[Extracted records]
────────────────────────────────────────
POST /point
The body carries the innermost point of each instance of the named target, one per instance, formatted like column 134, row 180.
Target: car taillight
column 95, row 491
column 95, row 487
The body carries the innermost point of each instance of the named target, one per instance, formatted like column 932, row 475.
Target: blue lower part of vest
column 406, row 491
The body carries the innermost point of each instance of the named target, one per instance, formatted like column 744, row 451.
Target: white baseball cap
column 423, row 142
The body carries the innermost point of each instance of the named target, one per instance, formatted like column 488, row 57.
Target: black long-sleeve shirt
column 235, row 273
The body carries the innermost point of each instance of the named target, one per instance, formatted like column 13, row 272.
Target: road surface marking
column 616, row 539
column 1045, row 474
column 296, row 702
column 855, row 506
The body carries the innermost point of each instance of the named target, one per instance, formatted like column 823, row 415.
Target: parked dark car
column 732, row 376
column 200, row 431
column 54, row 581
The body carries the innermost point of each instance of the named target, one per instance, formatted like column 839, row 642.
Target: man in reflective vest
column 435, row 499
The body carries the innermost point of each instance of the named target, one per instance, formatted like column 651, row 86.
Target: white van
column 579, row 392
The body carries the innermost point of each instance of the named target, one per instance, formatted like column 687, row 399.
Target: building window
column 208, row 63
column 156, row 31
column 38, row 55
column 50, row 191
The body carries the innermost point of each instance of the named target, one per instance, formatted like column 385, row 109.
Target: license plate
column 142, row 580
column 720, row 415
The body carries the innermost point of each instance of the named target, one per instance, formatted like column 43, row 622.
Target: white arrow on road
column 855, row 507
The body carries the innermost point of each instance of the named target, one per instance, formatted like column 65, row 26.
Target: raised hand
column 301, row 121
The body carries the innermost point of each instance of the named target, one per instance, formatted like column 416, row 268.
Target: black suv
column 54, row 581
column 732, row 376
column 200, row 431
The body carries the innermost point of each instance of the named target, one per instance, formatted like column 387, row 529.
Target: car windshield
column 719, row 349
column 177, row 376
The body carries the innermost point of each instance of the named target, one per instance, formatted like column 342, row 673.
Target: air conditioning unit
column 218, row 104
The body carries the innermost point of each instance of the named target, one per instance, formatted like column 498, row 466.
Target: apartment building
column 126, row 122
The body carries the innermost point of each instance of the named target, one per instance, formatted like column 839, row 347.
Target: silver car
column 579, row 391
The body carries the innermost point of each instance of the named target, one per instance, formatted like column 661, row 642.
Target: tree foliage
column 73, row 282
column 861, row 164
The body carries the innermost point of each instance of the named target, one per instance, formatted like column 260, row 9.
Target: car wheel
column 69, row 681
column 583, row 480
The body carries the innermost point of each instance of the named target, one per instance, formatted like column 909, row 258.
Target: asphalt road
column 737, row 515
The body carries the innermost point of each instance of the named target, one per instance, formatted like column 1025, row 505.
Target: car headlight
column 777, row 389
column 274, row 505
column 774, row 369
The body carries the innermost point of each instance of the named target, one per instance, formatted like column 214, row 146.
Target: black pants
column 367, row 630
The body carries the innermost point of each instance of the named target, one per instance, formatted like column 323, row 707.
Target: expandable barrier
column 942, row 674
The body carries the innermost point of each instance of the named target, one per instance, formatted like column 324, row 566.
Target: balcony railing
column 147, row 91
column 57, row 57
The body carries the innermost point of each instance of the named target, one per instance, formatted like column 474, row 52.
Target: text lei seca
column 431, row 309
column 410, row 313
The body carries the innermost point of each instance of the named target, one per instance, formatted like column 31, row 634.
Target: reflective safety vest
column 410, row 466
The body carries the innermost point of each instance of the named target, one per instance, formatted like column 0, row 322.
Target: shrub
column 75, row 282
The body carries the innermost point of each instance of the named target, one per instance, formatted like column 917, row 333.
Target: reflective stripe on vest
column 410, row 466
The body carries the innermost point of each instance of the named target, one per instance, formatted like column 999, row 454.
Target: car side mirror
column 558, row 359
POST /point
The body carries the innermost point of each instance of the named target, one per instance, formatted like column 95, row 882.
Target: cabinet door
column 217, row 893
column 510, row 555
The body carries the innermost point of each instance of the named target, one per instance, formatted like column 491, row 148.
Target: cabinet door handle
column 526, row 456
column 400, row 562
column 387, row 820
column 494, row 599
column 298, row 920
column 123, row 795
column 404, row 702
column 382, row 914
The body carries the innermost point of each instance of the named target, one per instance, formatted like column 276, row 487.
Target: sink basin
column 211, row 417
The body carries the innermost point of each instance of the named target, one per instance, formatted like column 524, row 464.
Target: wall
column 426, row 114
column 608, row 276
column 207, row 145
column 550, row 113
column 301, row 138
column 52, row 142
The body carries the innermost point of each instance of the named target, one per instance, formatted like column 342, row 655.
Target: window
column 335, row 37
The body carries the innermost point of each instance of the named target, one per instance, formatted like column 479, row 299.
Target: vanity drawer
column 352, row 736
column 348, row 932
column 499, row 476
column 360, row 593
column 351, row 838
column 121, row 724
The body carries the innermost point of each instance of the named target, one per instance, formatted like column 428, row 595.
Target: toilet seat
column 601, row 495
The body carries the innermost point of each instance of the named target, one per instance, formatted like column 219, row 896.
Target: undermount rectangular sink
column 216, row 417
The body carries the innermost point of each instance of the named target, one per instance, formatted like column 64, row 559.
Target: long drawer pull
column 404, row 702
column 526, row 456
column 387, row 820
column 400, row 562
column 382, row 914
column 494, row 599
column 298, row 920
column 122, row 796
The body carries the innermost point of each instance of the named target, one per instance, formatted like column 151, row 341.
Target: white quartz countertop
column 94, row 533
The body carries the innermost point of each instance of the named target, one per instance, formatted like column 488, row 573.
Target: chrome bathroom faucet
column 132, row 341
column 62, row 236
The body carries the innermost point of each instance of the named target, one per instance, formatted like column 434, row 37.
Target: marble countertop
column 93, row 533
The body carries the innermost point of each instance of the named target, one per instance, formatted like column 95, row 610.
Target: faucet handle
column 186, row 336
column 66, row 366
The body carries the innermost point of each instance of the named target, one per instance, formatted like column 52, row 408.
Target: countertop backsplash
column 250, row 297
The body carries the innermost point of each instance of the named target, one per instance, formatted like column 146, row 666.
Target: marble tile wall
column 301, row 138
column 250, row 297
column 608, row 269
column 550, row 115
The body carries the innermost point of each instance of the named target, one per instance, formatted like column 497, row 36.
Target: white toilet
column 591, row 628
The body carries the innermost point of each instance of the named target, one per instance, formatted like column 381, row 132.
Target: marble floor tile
────────────────────────────────────────
## Problem requirements
Can you rewrite all the records above, replacing "innermost point" with "center point" wherever it appears and leaving everything else unchanged?

## Completed task
POST /point
The body carries the center point of each instance of the named target, one per instance, formatted like column 134, row 180.
Target: car taillight
column 95, row 491
column 95, row 487
The body carries the center point of each instance of the named target, one per instance, formatted like column 932, row 475.
Target: blue lower part of vest
column 406, row 491
The body carries the center point of each instance of the named target, one per instance, formatted like column 744, row 451.
Target: white baseball cap
column 423, row 142
The body carries the center point of each instance of the named target, one per instance, formatted like column 488, row 57.
Target: black long-sleeve shirt
column 235, row 273
The body carries the center point of each instance of the named target, one per instance, formatted like column 13, row 272.
Target: road surface marking
column 616, row 539
column 1045, row 474
column 296, row 702
column 855, row 506
The body carries the center point of each instance of the named target, one per instance, formatted like column 823, row 415.
Target: parked dark car
column 732, row 376
column 200, row 431
column 54, row 581
The body carries the center point of each instance of the named target, one per instance, formatted like column 839, row 642.
Target: man in reflective vest
column 435, row 499
The body carries the center point of each instance of the named target, one per instance, formatted like column 651, row 86.
Target: white van
column 579, row 392
The body carries the center point of each instance of the named target, one per instance, formatted like column 687, row 399.
Target: building window
column 208, row 63
column 156, row 31
column 38, row 55
column 50, row 191
The body carries the center point of each instance of the named target, one per instance, formatted like column 385, row 109.
Target: license plate
column 142, row 580
column 720, row 415
The body carries the center point of each instance of the named target, one per instance, formatted like column 43, row 622.
Target: white arrow on road
column 855, row 507
The body carries the center point of each instance of the named target, one per instance, formatted like column 65, row 26.
Target: raised hand
column 301, row 121
The body carries the center point of each instance of the named target, one per instance, formatted like column 416, row 268.
Target: black suv
column 54, row 581
column 732, row 376
column 200, row 431
The body carries the center point of each instance of the named target, one per instance, formatted like column 387, row 529.
Target: car windshield
column 719, row 349
column 177, row 376
The body carries the center point of each instance of the named target, one per instance, formatted like column 342, row 673.
Target: air conditioning unit
column 218, row 104
The body carries the center point of each instance of the named target, one per instance, formatted like column 498, row 466.
Target: apartment building
column 126, row 122
The body carries the center point of each instance of the named target, one per instance, formatted like column 839, row 347.
Target: silver car
column 579, row 391
The body carries the center point of each instance of the named target, one per instance, formatted like column 661, row 642.
Target: tree foliage
column 73, row 282
column 861, row 164
The body carries the center point of each instance of the named target, one per instance, formatted like column 260, row 9.
Target: car wheel
column 69, row 681
column 583, row 480
The body carries the center point of each instance of the named target, one per instance, formatted like column 909, row 258.
Target: asphalt road
column 737, row 515
The body carries the center point of each instance of the named target, one per instance, formatted like column 1025, row 505.
Target: car headlight
column 777, row 389
column 274, row 505
column 774, row 369
The body carries the center point of each instance of the named target, one per instance, formatted like column 214, row 146.
Target: black pants
column 367, row 630
The body carries the center point of each instance of the named target, one per instance, formatted like column 323, row 707.
Target: expandable barrier
column 942, row 674
The body carries the center point of each instance of the named target, one per instance, formatted like column 324, row 566.
Target: balcony railing
column 147, row 91
column 57, row 57
The body carries the center point of each instance of the named target, one per instance, formatted like column 474, row 52.
Target: text lei seca
column 431, row 309
column 410, row 313
The body carries the center point of each instance of the named target, one per instance, formatted like column 31, row 634.
Target: reflective safety vest
column 410, row 466
The body carries the center point of each instance of the named target, one per instance, formatted like column 0, row 322.
Target: shrub
column 75, row 282
The body carries the center point of each instance of the named target, one per instance, formatted like column 917, row 333.
Target: reflective stripe on vest
column 410, row 466
The body carries the center point of each instance of the named target, one per instance, formatted like column 999, row 454.
Target: car side mirror
column 558, row 359
POST /point
The body carries the center point of each instance of the named target, one per instance, formatted like column 95, row 882.
Target: cabinet door
column 217, row 893
column 510, row 555
The body carries the center point of each instance of the named target, one per instance, formatted like column 491, row 148.
Target: cabinet door handle
column 526, row 456
column 400, row 562
column 387, row 820
column 494, row 599
column 298, row 920
column 123, row 795
column 404, row 702
column 382, row 914
The body carries the center point of each instance of the named target, one per instance, formatted like column 276, row 487.
Target: sink basin
column 211, row 417
The body carries the center point of each instance of the named target, one per instance, formatted like column 524, row 464.
Target: wall
column 426, row 114
column 608, row 276
column 207, row 145
column 550, row 113
column 301, row 138
column 52, row 142
The body carries the center point of each instance of the named target, one per instance, formatted like column 342, row 655.
Target: window
column 335, row 37
The body carries the center point of each instance of the named target, one per instance, formatted like column 479, row 299.
Target: vanity drawer
column 352, row 736
column 348, row 932
column 499, row 476
column 360, row 593
column 351, row 838
column 121, row 724
The body carries the center point of each instance of the named target, one per instance, formatted like column 428, row 595.
Target: toilet seat
column 601, row 495
The body carries the center point of each instance of the named target, one per instance, formatted like column 219, row 896.
Target: undermount rectangular sink
column 216, row 417
The body carries the center point of each instance of the named target, one per instance, formatted like column 64, row 559.
Target: long drawer pull
column 404, row 702
column 526, row 456
column 387, row 820
column 400, row 562
column 382, row 914
column 494, row 599
column 298, row 920
column 122, row 796
The body carries the center point of each instance of the named target, one per instance, formatted like column 151, row 341.
Target: white quartz countertop
column 94, row 533
The body carries the center point of each instance of the named target, one per instance, formatted like column 488, row 573.
Target: chrome bathroom faucet
column 132, row 341
column 62, row 236
The body carries the center point of each instance of the named target, one per instance, formatted like column 434, row 37.
Target: marble countertop
column 93, row 533
The body carries the center point of each instance of the named target, one per instance, formatted like column 95, row 610.
Target: faucet handle
column 186, row 336
column 66, row 366
The body carries the center point of each instance of the named target, one per instance, formatted like column 52, row 408.
Target: countertop backsplash
column 250, row 297
The body carries the center point of each instance of the named target, one per instance, formatted like column 146, row 666.
Target: marble tile wall
column 301, row 138
column 250, row 297
column 608, row 269
column 550, row 115
The body carries the center point of each instance of the named target, one per instance, formatted like column 497, row 36.
Target: white toilet
column 591, row 628
The body carries the center point of each instance of the named target, one per instance, formatted like column 381, row 132.
Target: marble floor tile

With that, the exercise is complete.